**Ejercicio planteado**: Convierte todas las líneas de los ítems que siguen en una lista JSON de cadenas, con una cadena por línea y sin incluir las líneas en blanco.

[Registros de origen]
┄┄┄┄┄┄┄┄┄┄

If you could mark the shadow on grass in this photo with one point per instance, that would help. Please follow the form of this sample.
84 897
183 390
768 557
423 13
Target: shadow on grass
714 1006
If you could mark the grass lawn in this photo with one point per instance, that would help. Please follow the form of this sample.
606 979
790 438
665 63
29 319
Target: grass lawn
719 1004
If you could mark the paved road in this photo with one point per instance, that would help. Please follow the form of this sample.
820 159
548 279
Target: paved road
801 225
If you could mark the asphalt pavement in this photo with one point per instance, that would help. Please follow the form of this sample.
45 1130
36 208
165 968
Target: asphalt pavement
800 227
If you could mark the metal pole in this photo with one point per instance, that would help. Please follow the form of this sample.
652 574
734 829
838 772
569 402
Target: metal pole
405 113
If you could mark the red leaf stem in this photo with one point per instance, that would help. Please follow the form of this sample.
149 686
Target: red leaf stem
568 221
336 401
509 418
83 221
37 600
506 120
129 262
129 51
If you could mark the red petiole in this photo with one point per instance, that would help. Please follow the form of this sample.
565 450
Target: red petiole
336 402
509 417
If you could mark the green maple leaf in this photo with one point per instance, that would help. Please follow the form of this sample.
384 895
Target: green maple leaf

┄┄┄┄┄┄┄┄┄┄

**Solución propuesta**:
[
  "If you could mark the shadow on grass in this photo with one point per instance, that would help. Please follow the form of this sample.",
  "84 897",
  "183 390",
  "768 557",
  "423 13",
  "Target: shadow on grass",
  "714 1006",
  "If you could mark the grass lawn in this photo with one point per instance, that would help. Please follow the form of this sample.",
  "606 979",
  "790 438",
  "665 63",
  "29 319",
  "Target: grass lawn",
  "719 1004",
  "If you could mark the paved road in this photo with one point per instance, that would help. Please follow the form of this sample.",
  "820 159",
  "548 279",
  "Target: paved road",
  "801 225",
  "If you could mark the asphalt pavement in this photo with one point per instance, that would help. Please follow the form of this sample.",
  "45 1130",
  "36 208",
  "165 968",
  "Target: asphalt pavement",
  "800 227",
  "If you could mark the metal pole in this photo with one point per instance, that would help. Please follow the form of this sample.",
  "652 574",
  "734 829",
  "838 772",
  "569 402",
  "Target: metal pole",
  "405 113",
  "If you could mark the red leaf stem in this photo with one point per instance, that would help. Please follow the form of this sample.",
  "149 686",
  "Target: red leaf stem",
  "568 221",
  "336 401",
  "509 418",
  "83 221",
  "37 600",
  "506 120",
  "129 262",
  "129 51",
  "If you could mark the red petiole in this photo with one point per instance, that would help. Please follow the form of this sample.",
  "565 450",
  "Target: red petiole",
  "336 402",
  "509 417",
  "If you could mark the green maple leaf in this photo with one point per instance, that would help. Please follow the form of this sample.",
  "384 895",
  "Target: green maple leaf"
]